▸ TASK REQUIREMENTS
Your answer must be every line of the data that contains "find".

━━ ENTRIES SHOWN ━━

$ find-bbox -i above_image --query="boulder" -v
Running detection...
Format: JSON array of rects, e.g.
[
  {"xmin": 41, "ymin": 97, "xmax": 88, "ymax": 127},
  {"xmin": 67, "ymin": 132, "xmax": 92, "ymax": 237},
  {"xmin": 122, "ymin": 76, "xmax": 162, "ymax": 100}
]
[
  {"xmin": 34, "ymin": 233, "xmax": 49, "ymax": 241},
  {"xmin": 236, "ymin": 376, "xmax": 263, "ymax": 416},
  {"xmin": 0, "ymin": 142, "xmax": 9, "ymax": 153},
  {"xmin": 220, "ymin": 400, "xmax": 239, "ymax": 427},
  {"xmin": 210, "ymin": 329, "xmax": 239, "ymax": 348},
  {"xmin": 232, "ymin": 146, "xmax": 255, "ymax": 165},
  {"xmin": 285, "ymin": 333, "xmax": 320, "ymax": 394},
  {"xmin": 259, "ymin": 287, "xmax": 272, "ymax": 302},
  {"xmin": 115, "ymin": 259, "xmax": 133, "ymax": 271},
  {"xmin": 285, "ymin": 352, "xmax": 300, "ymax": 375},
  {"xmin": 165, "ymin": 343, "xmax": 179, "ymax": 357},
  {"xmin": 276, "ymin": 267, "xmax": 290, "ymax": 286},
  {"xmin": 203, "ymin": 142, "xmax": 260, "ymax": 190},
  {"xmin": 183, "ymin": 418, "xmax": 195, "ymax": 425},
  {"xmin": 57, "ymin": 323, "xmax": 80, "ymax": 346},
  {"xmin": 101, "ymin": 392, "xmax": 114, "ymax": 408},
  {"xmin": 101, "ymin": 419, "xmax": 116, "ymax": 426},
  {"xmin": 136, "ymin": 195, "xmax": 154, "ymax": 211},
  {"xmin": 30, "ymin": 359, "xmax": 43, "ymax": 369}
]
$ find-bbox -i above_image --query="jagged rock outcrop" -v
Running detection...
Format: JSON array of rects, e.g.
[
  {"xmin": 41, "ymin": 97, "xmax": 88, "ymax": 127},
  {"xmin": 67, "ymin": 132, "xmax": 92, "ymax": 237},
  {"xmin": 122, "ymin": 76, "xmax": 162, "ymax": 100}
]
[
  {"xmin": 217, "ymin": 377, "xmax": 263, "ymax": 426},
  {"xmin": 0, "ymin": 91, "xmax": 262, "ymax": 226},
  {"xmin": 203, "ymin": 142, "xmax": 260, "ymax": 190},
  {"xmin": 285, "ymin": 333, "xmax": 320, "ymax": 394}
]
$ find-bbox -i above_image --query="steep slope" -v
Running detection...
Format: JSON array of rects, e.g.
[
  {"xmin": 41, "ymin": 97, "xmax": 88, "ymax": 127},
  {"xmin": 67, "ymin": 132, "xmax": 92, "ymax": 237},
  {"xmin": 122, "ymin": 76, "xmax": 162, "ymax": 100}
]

━━━

▸ ANSWER BOX
$ find-bbox -i above_image --query="boulder" -v
$ find-bbox -i above_image --query="jagged rock outcrop" -v
$ find-bbox -i above_image --query="steep slope" -v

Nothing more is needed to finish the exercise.